▶ Excerpted text
----------------

When I said pics I meant : sail panels photos.


----------



## jbholsters (Jun 17, 2009)




----------



## jbholsters (Jun 17, 2009)

need to bust out the slr to get a good pic from seat with doors closed


----------



## jbholsters (Jun 17, 2009)

If I were to run a tweet it would fit in the a pillar and be right up against the L3. I can sink it in the pillar fairly deep and build a small waveguide from tweet to face of pillar and wrap pillar in grill cloth to match the headliner (if i can find really light grey cloth) I might wire up another alpine amp since i have the rear seats out for something else just to try it. But i'm running out of room back there!


----------



## robtr8 (Dec 6, 2011)

I auditioned a set of Monitor Audio GX100's recently and came away very impressed. Not enough to trade in my Linn's but close. It got me to thinking about the AMT's and what they might add to my L3SE's. I'd need to add them to the L3SE's channel with a passive HP filter, say around 10KHz? Any suggestions on a stand alone HP filter?


----------



## thehatedguy (May 4, 2007)

Get the little Dayton AMTs or the Airborne RT20021s- same thing and just do a simple 2nd order filter on it.


----------



## 14642 (May 19, 2008)

Why can't you guys buy real products from the companies who develop this stuff and bring it to market? Why is it necessary to support the sellers who buy this stuff from factory workers who carry them out in their pockets and pass them to resellers for a dollar who then sell online with no warranty, no service, no nothing? 

I'm not suggesting that every car audio or home audio company really develops products--many are simply shopping for off the shelf stuff, but what makes you think that what you're going to get shopping on Hong Kong eBay or Alibaba is real and not just a BS knock off of a previous knock-off of something that someone actually invented?


----------



## robtr8 (Dec 6, 2011)

Andy Wehmeyer said:


> Why can't you guys buy real products from the companies who develop this stuff and bring it to market? Why is it necessary to support the sellers who buy this stuff from factory workers who carry them out in their pockets and pass them to resellers for a dollar who then sell online with no warranty, no service, no nothing?
> 
> I'm not suggesting that every car audio or home audio company really develops products--many are simply shopping for off the shelf stuff, but what makes you think that what you're going to get shopping on Hong Kong eBay or Alibaba is real and not just a BS knock off of a previous knock-off of something that someone actually invented?

----------------

[Dataset excerpts on object pointing]
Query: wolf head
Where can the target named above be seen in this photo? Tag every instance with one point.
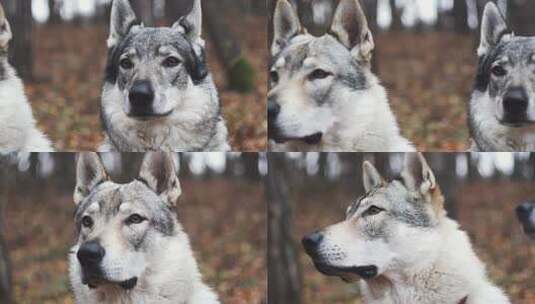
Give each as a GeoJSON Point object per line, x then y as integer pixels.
{"type": "Point", "coordinates": [5, 30]}
{"type": "Point", "coordinates": [506, 70]}
{"type": "Point", "coordinates": [120, 225]}
{"type": "Point", "coordinates": [380, 228]}
{"type": "Point", "coordinates": [153, 69]}
{"type": "Point", "coordinates": [526, 214]}
{"type": "Point", "coordinates": [312, 76]}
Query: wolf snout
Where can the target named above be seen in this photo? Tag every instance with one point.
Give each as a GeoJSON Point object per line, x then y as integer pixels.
{"type": "Point", "coordinates": [141, 97]}
{"type": "Point", "coordinates": [311, 242]}
{"type": "Point", "coordinates": [91, 254]}
{"type": "Point", "coordinates": [515, 105]}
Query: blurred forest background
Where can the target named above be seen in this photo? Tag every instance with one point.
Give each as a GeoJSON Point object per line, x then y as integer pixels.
{"type": "Point", "coordinates": [59, 49]}
{"type": "Point", "coordinates": [309, 191]}
{"type": "Point", "coordinates": [426, 58]}
{"type": "Point", "coordinates": [222, 208]}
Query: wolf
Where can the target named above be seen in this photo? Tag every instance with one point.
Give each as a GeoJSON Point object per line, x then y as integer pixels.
{"type": "Point", "coordinates": [323, 95]}
{"type": "Point", "coordinates": [526, 215]}
{"type": "Point", "coordinates": [398, 239]}
{"type": "Point", "coordinates": [501, 110]}
{"type": "Point", "coordinates": [131, 247]}
{"type": "Point", "coordinates": [158, 93]}
{"type": "Point", "coordinates": [18, 131]}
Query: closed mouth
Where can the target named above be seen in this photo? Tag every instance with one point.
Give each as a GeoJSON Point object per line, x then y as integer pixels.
{"type": "Point", "coordinates": [149, 116]}
{"type": "Point", "coordinates": [313, 139]}
{"type": "Point", "coordinates": [348, 274]}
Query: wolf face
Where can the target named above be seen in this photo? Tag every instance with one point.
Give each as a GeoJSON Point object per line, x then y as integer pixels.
{"type": "Point", "coordinates": [526, 214]}
{"type": "Point", "coordinates": [121, 226]}
{"type": "Point", "coordinates": [312, 78]}
{"type": "Point", "coordinates": [153, 68]}
{"type": "Point", "coordinates": [373, 239]}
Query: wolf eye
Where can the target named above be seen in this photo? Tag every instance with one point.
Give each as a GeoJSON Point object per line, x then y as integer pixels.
{"type": "Point", "coordinates": [498, 71]}
{"type": "Point", "coordinates": [171, 62]}
{"type": "Point", "coordinates": [319, 74]}
{"type": "Point", "coordinates": [373, 210]}
{"type": "Point", "coordinates": [135, 219]}
{"type": "Point", "coordinates": [87, 221]}
{"type": "Point", "coordinates": [126, 64]}
{"type": "Point", "coordinates": [274, 76]}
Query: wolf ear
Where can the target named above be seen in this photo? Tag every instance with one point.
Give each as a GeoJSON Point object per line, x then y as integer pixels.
{"type": "Point", "coordinates": [122, 19]}
{"type": "Point", "coordinates": [286, 25]}
{"type": "Point", "coordinates": [89, 173]}
{"type": "Point", "coordinates": [158, 172]}
{"type": "Point", "coordinates": [191, 24]}
{"type": "Point", "coordinates": [417, 174]}
{"type": "Point", "coordinates": [493, 28]}
{"type": "Point", "coordinates": [371, 177]}
{"type": "Point", "coordinates": [5, 29]}
{"type": "Point", "coordinates": [350, 26]}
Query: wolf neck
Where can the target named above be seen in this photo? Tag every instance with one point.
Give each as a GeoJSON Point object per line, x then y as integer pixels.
{"type": "Point", "coordinates": [454, 274]}
{"type": "Point", "coordinates": [366, 124]}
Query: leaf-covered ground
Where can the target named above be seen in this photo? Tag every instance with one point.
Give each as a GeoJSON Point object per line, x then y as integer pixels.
{"type": "Point", "coordinates": [429, 77]}
{"type": "Point", "coordinates": [486, 212]}
{"type": "Point", "coordinates": [69, 65]}
{"type": "Point", "coordinates": [225, 221]}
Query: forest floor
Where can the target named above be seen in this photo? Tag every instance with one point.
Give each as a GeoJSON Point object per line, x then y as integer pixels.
{"type": "Point", "coordinates": [486, 212]}
{"type": "Point", "coordinates": [229, 242]}
{"type": "Point", "coordinates": [69, 68]}
{"type": "Point", "coordinates": [429, 77]}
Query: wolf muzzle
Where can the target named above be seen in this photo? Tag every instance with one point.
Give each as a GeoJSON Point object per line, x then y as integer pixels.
{"type": "Point", "coordinates": [311, 244]}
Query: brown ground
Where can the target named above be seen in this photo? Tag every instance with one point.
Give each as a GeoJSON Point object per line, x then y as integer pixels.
{"type": "Point", "coordinates": [485, 212]}
{"type": "Point", "coordinates": [226, 224]}
{"type": "Point", "coordinates": [69, 65]}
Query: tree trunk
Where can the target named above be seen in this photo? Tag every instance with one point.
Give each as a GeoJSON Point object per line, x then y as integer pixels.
{"type": "Point", "coordinates": [5, 268]}
{"type": "Point", "coordinates": [240, 73]}
{"type": "Point", "coordinates": [460, 12]}
{"type": "Point", "coordinates": [19, 13]}
{"type": "Point", "coordinates": [284, 280]}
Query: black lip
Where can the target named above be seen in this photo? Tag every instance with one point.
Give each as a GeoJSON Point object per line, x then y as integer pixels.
{"type": "Point", "coordinates": [366, 272]}
{"type": "Point", "coordinates": [149, 116]}
{"type": "Point", "coordinates": [313, 139]}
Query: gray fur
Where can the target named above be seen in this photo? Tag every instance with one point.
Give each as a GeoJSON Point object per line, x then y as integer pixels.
{"type": "Point", "coordinates": [490, 126]}
{"type": "Point", "coordinates": [156, 251]}
{"type": "Point", "coordinates": [185, 114]}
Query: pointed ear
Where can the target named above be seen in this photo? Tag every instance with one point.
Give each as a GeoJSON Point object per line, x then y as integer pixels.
{"type": "Point", "coordinates": [5, 30]}
{"type": "Point", "coordinates": [286, 25]}
{"type": "Point", "coordinates": [90, 172]}
{"type": "Point", "coordinates": [493, 29]}
{"type": "Point", "coordinates": [122, 19]}
{"type": "Point", "coordinates": [417, 174]}
{"type": "Point", "coordinates": [351, 28]}
{"type": "Point", "coordinates": [191, 24]}
{"type": "Point", "coordinates": [158, 171]}
{"type": "Point", "coordinates": [371, 177]}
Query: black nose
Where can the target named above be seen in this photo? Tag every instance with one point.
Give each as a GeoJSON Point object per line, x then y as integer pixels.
{"type": "Point", "coordinates": [273, 109]}
{"type": "Point", "coordinates": [524, 210]}
{"type": "Point", "coordinates": [91, 254]}
{"type": "Point", "coordinates": [141, 96]}
{"type": "Point", "coordinates": [515, 103]}
{"type": "Point", "coordinates": [311, 242]}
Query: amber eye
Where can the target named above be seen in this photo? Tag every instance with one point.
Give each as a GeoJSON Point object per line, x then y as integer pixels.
{"type": "Point", "coordinates": [319, 74]}
{"type": "Point", "coordinates": [135, 219]}
{"type": "Point", "coordinates": [126, 64]}
{"type": "Point", "coordinates": [498, 71]}
{"type": "Point", "coordinates": [373, 210]}
{"type": "Point", "coordinates": [87, 221]}
{"type": "Point", "coordinates": [274, 76]}
{"type": "Point", "coordinates": [171, 62]}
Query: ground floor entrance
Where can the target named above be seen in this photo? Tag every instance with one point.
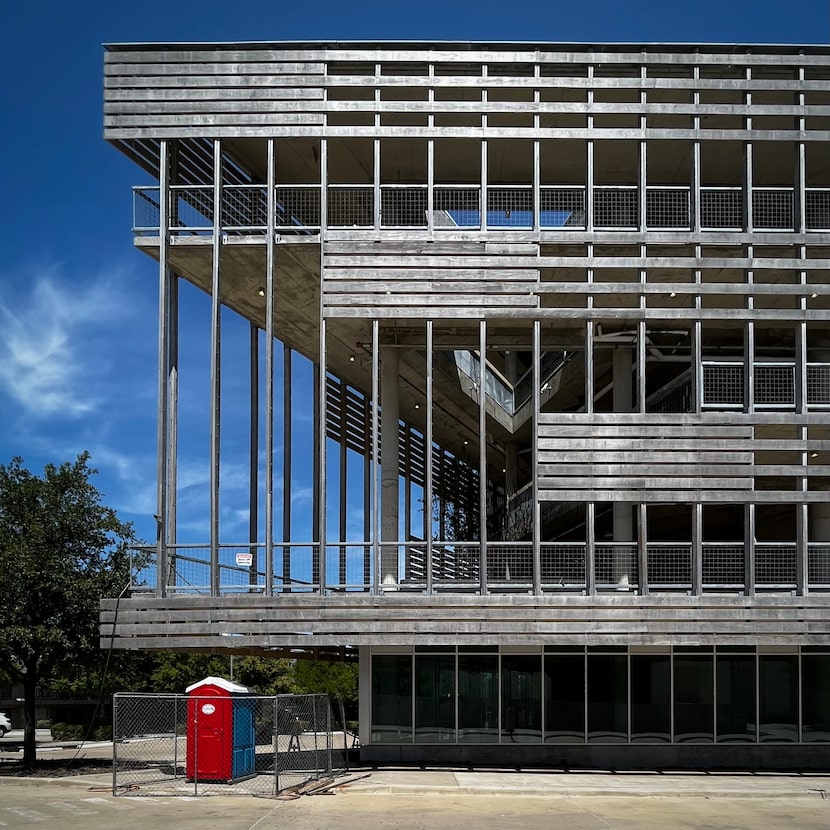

----------------

▶ Tasks to complete
1. Update the car audio thread from "If I were to" up to and including "alone HP filter?", putting "tweeter" wherever "tweet" appears.
2. Carry on the car audio thread from the point where it stops.

▶ Expected responses
1.
If I were to run a tweeter it would fit in the a pillar and be right up against the L3. I can sink it in the pillar fairly deep and build a small waveguide from tweeter to face of pillar and wrap pillar in grill cloth to match the headliner (if i can find really light grey cloth) I might wire up another alpine amp since i have the rear seats out for something else just to try it. But i'm running out of room back there!


----------



## robtr8 (Dec 6, 2011)

I auditioned a set of Monitor Audio GX100's recently and came away very impressed. Not enough to trade in my Linn's but close. It got me to thinking about the AMT's and what they might add to my L3SE's. I'd need to add them to the L3SE's channel with a passive HP filter, say around 10KHz? Any suggestions on a stand alone HP filter?

2.
So educate me. Isn't Dayton an OK manufacturer? Or were you referring to the Airborne's? Who sells a legit small AMT that would play well with the L3SE? I assume PPI's AMT are only available in their 3-way set. Anything forthcoming Mr new driver designer?

Don't get me wrong, I love my HAT's. I just feel like there's something missing in them that I heard in the Monitors.


----------



## 14642 (May 19, 2008)

OF course Dayton is an OK manufacturer. I was referring to the hundreds of links I see here on DIYmobileaudio to Alibaba and all kinds of eBay sites where people are selling knock-offs and raw drivers from other kits. 

All I'm saying is that when you choose to buy from those sellers, you undermine a part of the industry that's trying to make better stuff. I know it's difficult to sort the real from the off-the-shelf. I was shocked to see so many companies at CES pitching exactly the same products from second rate suppliers. Much of it was exactly the same. The REAL brands and manufacturers aren't doing this.


----------



## rton20s (Feb 14, 2011)

Andy Wehmeyer said:


> I was shocked to see so many companies at CES pitching exactly the same products from second rate suppliers. Much of it was exactly the same. The REAL brands and manufacturers aren't doing this.


Oh, how I wish you would call them out. I know it isn't "professional," but man the epic thread that would create!


----------



## robtr8 (Dec 6, 2011)

rton20s said:


> Oh, how I wish you would call them out. I know it isn't "professional," but man the epic thread that would create!


Where's the damn "Like" button when you need it!!


----------



## rton20s (Feb 14, 2011)

And isn't Audiofrog doing the same thing? I found these on Alibaba! 

5in Hot Sell Outdoor Waterproof Frog Audio Speaker FYS100, View audio speaker, FOYIN Product Details from Tongxiang Fengying Electronics Co., Ltd. on Alibaba.com

New arrival remote cotrol frog mini hifi portable speaker, View mini hifi portable speaker, ABROOK/OEM Product Details from Shenzhen Abrook Technology Ltd. on Alibaba.com


----------



## pjc (May 3, 2009)

Has anyone bought a set of these. I want to buy them but they are back ordered. PM me please if anyone us willing to sell a set.


----------



## cajunner (Apr 13, 2007)

has anyone tried using an AMT in a compression horn?

I know you'd have to do something with the geometry but just say, 2:1 or something, neck down the AMT by putting it in an old Foster metal horn, and seeing how the two acoustic levers work together...

I would think the way they make ribbon horns, that the AMT diaphragm could handle the increase in air mass/load, and it would be a linear wave front, no need for phase plug?

just something that might be cool, maybe set the AMT Mini 8 into the back of the GTi EOS plates, for a little wave-guide goodness...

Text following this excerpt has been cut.